Copy out every line of the data below word for word, leaving the pictures out of your answer.

==*==

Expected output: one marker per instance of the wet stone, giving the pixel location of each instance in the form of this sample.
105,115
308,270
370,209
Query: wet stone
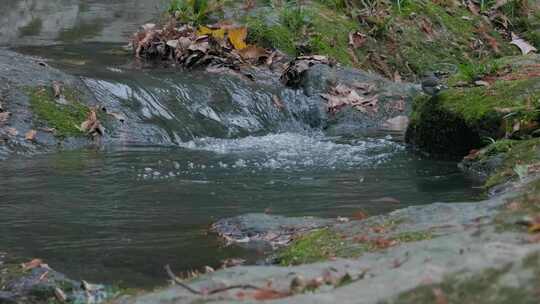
274,230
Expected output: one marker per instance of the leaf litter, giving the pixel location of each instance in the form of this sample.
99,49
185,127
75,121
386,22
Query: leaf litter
360,97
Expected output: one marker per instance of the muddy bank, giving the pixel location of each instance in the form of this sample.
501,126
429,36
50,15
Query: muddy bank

==*==

- **Exercise output**
Expected output: one marker per instance of the wet stone, giving the pixel location of each instance in the form of this sample.
105,115
308,270
370,209
Query: wet stone
274,230
Expected output: one marker per instance of the leaf litter, giving the pixel location of each instance in the form of this sample.
99,49
185,127
75,121
386,22
Query: leaf litter
360,97
Expected output: one marker per instance of the muddy bank, giving the pixel location of each instance in the form of this sample.
501,126
429,36
50,15
Query: muddy bank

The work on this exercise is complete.